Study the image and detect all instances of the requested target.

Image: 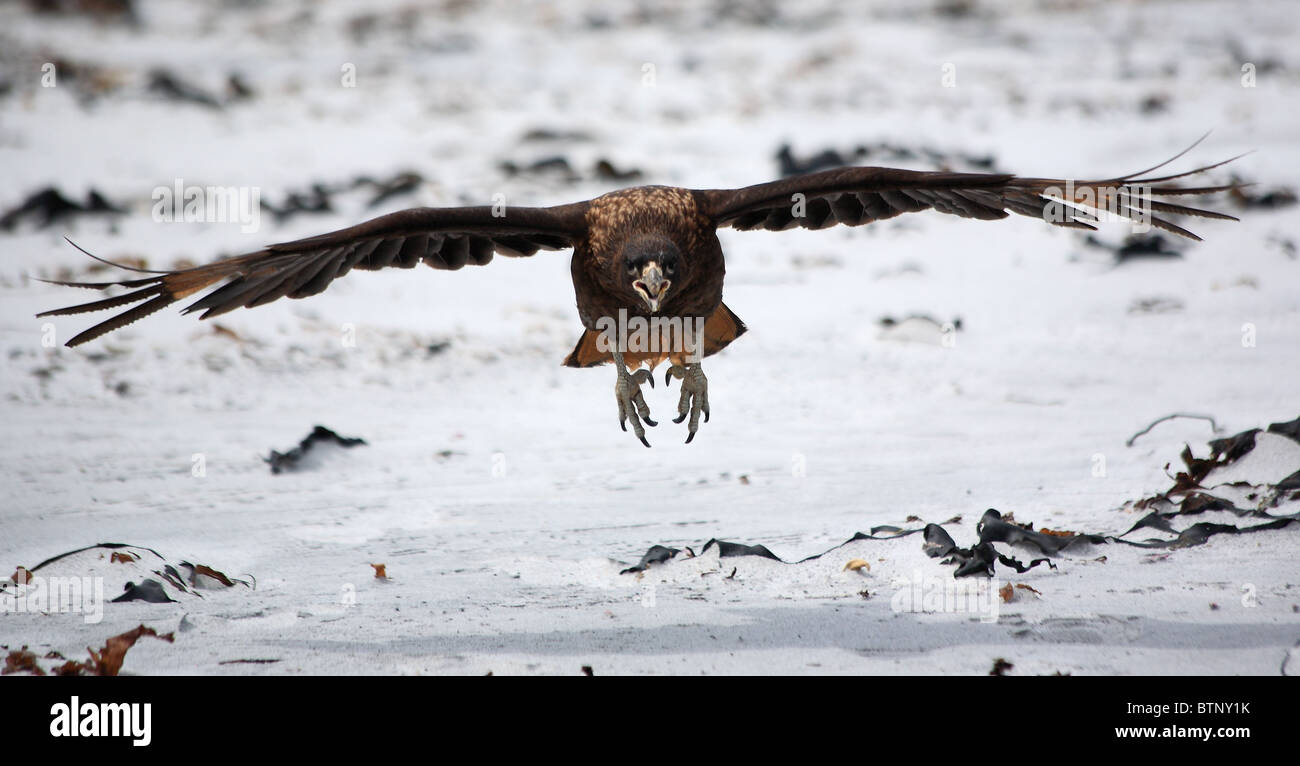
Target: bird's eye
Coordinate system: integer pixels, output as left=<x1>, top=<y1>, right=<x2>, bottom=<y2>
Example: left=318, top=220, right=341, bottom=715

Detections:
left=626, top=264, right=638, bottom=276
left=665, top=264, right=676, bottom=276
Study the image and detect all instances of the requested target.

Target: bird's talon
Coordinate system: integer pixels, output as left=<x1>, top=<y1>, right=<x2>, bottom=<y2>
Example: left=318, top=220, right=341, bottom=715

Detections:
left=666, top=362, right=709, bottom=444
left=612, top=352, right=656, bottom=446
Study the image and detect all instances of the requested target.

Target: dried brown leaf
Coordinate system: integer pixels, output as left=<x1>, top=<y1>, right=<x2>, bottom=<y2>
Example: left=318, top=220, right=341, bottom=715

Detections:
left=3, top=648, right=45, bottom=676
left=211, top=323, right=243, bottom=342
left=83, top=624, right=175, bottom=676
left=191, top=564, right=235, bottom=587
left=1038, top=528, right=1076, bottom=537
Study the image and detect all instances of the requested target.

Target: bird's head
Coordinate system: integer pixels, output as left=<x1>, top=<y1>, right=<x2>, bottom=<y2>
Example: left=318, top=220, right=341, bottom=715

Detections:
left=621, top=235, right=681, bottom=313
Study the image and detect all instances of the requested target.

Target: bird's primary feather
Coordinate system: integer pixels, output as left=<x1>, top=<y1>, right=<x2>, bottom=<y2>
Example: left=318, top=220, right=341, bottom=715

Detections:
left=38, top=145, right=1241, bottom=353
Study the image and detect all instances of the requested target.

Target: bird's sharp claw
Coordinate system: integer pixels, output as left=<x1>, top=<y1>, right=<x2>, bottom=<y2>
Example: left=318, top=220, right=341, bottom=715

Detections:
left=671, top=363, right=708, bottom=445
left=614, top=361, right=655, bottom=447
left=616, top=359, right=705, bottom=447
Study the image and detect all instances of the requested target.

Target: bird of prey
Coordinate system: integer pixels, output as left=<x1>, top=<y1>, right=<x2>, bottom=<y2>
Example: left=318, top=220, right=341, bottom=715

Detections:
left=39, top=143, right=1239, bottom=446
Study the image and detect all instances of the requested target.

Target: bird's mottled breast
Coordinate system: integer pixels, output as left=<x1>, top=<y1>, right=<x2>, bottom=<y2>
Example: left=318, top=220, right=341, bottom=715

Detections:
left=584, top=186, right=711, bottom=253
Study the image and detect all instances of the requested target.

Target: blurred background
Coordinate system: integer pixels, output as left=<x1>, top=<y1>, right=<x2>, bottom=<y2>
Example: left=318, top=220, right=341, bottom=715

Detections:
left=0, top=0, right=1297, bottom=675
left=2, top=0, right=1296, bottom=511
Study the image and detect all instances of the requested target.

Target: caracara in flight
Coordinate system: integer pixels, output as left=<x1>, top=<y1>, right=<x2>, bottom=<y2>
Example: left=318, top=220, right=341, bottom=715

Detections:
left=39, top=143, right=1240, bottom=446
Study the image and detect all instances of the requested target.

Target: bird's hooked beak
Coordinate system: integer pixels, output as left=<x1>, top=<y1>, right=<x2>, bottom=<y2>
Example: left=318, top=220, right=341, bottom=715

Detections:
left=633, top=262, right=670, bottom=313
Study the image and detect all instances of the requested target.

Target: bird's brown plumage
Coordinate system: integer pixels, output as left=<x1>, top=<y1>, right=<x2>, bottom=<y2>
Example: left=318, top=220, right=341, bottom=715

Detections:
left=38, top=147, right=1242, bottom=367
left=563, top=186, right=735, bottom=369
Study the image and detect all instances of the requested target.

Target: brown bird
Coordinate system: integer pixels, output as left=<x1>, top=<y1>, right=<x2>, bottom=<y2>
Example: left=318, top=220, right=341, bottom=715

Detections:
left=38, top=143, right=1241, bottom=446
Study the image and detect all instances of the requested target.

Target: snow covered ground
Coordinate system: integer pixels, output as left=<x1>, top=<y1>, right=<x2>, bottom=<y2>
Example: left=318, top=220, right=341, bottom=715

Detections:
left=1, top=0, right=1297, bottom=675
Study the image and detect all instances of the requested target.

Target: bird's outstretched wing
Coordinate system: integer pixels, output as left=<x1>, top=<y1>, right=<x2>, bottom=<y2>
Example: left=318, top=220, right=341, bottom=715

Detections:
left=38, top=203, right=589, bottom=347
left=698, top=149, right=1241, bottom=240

····················

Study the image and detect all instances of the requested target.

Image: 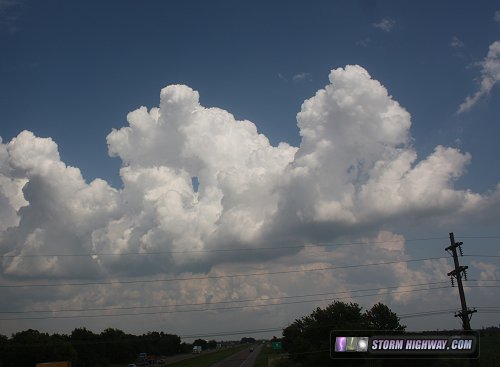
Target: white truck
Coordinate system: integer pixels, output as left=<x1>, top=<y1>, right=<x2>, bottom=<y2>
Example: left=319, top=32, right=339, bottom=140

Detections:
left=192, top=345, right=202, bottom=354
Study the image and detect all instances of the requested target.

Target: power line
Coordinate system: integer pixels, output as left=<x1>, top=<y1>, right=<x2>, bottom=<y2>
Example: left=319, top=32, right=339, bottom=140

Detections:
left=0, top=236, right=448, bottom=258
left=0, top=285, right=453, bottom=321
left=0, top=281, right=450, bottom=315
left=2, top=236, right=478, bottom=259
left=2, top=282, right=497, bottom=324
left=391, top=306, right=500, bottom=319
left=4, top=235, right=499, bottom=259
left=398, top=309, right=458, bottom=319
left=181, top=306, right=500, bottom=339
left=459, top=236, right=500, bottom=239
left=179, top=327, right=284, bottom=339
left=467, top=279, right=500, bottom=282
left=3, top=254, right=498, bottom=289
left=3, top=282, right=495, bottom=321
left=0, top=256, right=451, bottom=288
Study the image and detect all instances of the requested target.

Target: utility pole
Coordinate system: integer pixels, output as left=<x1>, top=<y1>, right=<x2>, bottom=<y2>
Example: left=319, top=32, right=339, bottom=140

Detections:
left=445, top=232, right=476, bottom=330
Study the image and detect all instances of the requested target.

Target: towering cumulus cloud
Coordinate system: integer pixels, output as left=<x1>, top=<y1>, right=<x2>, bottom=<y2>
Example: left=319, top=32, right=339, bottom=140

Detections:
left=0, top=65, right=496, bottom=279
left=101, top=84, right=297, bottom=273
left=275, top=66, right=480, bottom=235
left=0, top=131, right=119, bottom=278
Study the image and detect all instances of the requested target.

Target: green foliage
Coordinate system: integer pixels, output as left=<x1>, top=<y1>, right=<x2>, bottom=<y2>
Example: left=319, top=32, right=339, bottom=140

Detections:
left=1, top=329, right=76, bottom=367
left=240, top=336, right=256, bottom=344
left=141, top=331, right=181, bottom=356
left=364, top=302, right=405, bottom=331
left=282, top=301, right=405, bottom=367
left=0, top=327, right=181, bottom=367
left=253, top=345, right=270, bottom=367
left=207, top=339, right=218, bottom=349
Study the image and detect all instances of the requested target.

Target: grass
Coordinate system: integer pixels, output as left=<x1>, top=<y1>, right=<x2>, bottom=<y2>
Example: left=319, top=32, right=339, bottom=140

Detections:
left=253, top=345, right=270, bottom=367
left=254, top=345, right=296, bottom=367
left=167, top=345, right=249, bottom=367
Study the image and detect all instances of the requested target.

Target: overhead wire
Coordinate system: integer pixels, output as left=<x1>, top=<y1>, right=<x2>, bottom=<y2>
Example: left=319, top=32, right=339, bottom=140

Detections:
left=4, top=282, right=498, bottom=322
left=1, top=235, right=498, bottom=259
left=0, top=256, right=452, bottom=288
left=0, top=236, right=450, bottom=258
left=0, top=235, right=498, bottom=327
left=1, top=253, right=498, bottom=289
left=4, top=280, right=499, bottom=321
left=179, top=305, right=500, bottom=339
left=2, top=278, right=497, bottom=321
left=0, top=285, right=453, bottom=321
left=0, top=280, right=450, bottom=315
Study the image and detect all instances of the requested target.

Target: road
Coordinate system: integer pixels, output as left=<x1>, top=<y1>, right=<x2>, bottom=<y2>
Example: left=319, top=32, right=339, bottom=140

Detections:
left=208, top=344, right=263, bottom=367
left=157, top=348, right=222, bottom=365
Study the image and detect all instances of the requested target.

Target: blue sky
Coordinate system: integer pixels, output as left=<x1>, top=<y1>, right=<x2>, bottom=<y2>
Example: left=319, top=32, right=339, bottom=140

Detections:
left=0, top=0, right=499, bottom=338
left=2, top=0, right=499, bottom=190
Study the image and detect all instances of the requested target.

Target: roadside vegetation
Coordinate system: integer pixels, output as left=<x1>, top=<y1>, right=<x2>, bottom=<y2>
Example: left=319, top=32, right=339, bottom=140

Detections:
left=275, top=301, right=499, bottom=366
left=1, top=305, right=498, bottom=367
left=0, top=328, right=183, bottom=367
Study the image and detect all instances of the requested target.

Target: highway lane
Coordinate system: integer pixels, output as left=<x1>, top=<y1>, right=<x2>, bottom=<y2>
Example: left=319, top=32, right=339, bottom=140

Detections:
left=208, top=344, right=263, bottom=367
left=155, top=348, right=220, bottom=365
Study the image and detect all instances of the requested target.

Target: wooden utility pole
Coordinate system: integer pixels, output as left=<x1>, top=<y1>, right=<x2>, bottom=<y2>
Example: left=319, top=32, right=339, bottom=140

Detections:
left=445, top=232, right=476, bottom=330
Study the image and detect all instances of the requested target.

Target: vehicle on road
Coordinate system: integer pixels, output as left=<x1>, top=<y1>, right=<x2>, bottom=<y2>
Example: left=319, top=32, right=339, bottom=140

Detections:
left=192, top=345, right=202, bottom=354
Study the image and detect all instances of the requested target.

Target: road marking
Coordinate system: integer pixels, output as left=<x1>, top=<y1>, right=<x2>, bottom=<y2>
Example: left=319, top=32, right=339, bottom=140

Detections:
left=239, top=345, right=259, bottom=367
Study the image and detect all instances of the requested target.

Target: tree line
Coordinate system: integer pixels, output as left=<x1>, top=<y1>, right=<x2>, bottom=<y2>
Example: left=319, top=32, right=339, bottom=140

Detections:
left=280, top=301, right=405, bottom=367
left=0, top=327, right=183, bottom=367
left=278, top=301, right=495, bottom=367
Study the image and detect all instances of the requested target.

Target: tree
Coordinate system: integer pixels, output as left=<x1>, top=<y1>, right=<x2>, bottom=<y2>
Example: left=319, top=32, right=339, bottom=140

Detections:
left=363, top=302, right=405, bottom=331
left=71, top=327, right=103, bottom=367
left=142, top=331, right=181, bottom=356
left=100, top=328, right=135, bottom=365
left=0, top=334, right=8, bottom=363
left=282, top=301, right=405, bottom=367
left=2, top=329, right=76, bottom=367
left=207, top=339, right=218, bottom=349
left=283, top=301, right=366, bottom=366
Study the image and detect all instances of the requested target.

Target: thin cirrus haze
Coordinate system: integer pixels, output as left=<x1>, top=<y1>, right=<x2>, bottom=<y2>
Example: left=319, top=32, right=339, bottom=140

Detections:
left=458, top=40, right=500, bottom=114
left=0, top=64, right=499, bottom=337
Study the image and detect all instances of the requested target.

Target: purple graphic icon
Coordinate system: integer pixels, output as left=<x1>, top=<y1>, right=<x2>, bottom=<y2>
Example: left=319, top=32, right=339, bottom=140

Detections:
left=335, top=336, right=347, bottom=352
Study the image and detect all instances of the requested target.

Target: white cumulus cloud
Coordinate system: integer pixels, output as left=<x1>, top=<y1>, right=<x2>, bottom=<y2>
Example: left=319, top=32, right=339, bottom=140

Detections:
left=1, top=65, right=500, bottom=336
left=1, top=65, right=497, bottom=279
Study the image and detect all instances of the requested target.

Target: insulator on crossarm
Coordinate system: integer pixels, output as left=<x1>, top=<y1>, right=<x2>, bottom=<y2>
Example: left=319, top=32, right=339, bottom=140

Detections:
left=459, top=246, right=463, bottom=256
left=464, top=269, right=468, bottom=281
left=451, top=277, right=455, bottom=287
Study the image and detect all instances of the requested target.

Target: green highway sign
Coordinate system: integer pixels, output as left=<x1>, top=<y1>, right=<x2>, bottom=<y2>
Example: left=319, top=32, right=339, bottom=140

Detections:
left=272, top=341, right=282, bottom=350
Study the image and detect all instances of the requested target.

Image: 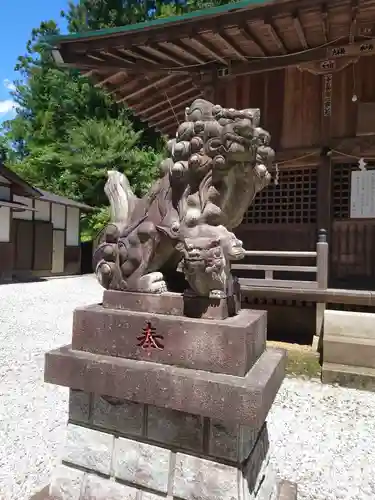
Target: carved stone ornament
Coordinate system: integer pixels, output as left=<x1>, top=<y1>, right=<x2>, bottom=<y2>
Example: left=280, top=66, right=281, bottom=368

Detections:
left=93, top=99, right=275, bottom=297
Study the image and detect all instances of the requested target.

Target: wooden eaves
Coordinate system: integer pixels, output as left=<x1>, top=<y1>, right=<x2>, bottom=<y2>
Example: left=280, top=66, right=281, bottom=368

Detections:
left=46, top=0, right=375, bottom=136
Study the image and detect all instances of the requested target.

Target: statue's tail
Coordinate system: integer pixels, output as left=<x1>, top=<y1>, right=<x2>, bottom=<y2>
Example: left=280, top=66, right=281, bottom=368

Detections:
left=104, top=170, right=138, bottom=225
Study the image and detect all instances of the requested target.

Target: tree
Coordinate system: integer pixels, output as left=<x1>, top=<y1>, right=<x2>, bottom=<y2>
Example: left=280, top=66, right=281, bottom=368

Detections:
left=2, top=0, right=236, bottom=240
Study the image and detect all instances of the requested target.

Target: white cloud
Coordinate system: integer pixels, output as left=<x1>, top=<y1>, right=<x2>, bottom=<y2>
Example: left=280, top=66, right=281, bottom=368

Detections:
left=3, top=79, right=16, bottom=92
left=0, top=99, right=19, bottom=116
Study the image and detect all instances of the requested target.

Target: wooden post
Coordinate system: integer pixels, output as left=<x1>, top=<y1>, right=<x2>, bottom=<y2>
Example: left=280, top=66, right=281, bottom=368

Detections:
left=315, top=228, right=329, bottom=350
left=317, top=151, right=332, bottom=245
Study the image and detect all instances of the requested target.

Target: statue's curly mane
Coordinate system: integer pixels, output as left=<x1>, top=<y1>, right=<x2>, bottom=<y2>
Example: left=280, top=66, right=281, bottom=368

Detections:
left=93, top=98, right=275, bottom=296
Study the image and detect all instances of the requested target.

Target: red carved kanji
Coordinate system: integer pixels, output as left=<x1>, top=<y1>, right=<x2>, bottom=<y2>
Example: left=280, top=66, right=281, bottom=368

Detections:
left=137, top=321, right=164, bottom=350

····················

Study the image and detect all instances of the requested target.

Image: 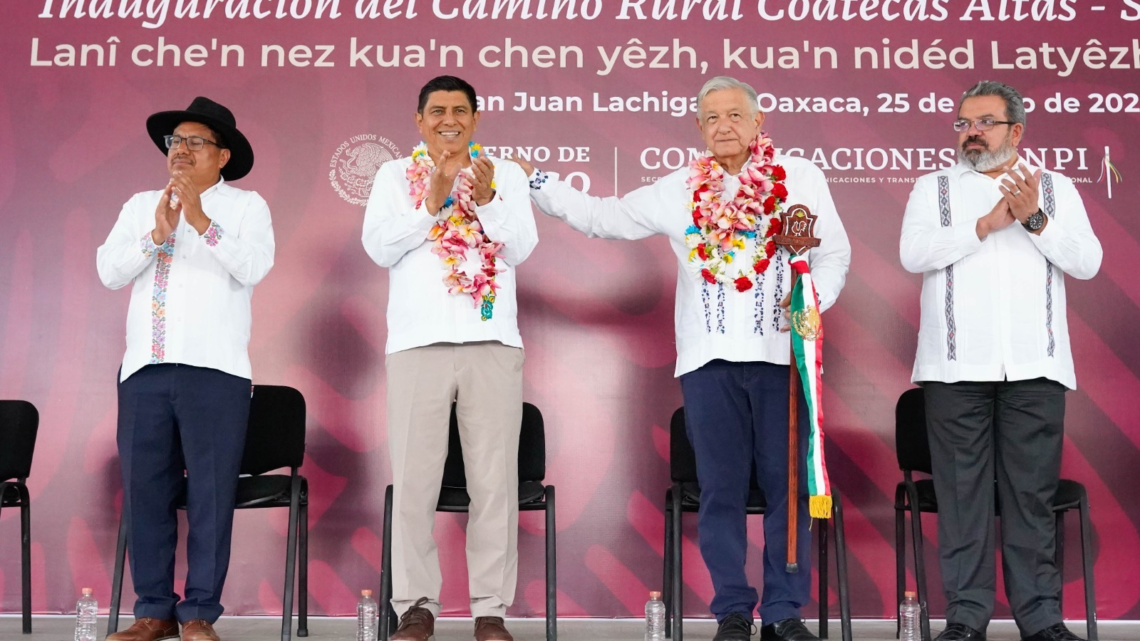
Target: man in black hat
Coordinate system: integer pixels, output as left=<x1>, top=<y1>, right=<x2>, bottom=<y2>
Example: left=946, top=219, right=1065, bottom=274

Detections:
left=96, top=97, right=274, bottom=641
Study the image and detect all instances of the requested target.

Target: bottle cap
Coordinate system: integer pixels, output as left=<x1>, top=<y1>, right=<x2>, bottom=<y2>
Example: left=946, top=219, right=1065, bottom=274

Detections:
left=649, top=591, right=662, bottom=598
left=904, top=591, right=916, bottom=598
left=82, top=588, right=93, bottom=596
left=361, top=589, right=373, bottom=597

····················

• _REQUIRED ACTION_: Locate all lines in the listing above with the word "utility" and copy them.

• _THE COMPLETED TASK_:
Target: utility pole
Target: wooden utility pole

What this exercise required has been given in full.